◆ EXTRACTED INFORMATION ◆
__________

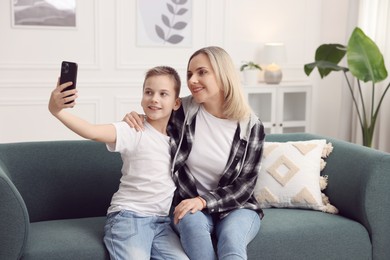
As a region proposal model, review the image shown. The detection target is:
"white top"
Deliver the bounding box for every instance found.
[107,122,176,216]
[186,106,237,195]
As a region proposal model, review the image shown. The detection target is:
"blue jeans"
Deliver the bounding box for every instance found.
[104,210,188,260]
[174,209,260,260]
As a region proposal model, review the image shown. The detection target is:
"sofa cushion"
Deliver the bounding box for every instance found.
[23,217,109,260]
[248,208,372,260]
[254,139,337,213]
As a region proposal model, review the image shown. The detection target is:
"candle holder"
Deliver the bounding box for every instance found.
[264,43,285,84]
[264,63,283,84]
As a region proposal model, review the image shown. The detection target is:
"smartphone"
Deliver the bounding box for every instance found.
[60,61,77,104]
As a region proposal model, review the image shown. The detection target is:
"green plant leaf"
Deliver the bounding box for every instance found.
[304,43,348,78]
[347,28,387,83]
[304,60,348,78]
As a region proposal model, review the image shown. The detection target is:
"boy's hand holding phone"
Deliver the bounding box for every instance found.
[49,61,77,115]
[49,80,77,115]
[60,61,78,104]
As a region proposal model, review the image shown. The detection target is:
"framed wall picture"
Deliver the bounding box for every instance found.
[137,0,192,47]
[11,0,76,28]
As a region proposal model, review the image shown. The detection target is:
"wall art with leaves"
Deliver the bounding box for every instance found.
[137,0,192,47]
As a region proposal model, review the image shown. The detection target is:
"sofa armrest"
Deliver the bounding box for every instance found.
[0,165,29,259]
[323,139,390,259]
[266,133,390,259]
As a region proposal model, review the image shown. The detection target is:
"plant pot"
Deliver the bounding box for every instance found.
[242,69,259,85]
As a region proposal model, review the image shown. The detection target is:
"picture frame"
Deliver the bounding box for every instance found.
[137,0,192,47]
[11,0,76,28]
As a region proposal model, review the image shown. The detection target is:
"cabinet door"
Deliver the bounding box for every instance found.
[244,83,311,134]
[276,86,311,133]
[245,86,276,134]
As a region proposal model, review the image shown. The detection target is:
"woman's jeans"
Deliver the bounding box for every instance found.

__________

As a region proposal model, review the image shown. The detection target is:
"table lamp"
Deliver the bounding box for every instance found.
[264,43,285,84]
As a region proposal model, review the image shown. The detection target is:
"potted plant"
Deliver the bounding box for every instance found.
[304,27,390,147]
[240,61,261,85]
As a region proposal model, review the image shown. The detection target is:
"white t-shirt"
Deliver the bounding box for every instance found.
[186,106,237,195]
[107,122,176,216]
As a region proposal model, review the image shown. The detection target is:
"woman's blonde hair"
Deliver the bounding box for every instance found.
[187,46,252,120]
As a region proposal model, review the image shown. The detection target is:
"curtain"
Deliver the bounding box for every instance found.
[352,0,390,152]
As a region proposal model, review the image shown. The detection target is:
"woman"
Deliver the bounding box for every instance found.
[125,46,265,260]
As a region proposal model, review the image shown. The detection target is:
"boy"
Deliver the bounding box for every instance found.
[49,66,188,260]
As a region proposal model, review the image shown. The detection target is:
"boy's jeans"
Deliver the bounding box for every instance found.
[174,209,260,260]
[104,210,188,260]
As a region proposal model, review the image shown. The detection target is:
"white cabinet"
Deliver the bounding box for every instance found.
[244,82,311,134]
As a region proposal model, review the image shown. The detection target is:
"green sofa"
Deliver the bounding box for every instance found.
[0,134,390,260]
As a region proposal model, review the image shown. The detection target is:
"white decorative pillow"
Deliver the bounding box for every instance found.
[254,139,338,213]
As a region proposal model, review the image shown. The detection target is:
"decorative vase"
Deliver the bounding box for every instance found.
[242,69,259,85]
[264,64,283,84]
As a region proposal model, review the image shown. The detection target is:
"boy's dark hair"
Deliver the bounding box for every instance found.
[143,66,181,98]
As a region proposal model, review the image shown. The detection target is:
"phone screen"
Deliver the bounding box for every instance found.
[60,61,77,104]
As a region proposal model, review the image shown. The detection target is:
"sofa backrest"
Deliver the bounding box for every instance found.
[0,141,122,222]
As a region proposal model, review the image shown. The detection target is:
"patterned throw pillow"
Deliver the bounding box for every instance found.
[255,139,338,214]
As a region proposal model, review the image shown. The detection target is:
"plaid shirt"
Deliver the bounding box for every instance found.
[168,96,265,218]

__________

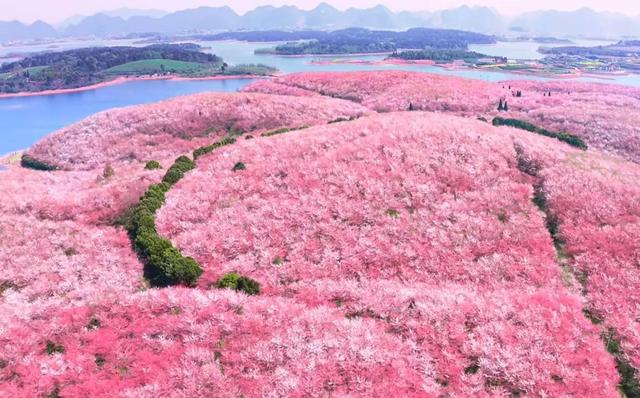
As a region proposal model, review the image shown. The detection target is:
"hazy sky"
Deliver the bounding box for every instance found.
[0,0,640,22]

__________

◆ THE TASK ◆
Gather every line of the records that contains the word "plant".

◆ EXERCISE OUTPUT ◆
"green plant leaf"
"plant pot"
"potted plant"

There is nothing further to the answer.